* [DIRECTIONS]: When you come to a picture, pass over it, and set down the entries below exactly.

Start of DATA RECORDS

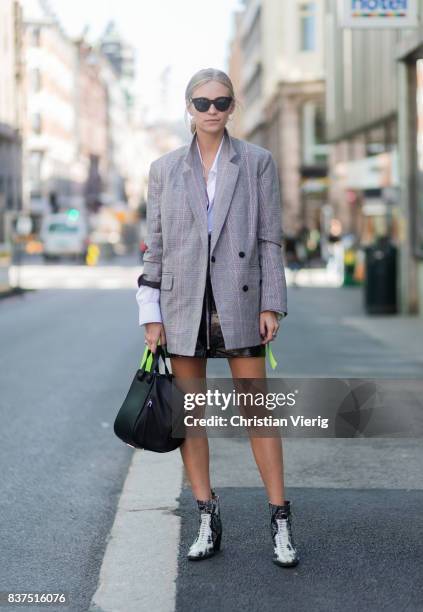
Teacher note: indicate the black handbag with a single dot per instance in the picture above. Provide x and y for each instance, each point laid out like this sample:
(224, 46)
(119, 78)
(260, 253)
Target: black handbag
(152, 410)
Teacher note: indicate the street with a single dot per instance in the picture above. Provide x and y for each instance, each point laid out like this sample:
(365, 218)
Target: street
(72, 516)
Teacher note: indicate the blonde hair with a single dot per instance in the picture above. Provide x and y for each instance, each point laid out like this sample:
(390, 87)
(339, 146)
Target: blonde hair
(204, 76)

End of DATA RECORDS

* [OUTPUT OF THE TASK]:
Teacher note: indicate the black handbag with a single dot per instance in the picture above. Provide x and y for each instance, each point laid out like this sample:
(224, 46)
(119, 78)
(260, 253)
Target: black handbag
(152, 410)
Teacher note: indicate the street with a single dot per instance in the picture above. Provide x and y for each instance, each point laid out like this sample:
(365, 218)
Target: street
(72, 516)
Teacher note: indicate the blonde hair with a single dot per instance in the picture above. Provide x and y for each instance, each point laid out like this sample:
(390, 87)
(339, 146)
Target: blonde hair
(204, 76)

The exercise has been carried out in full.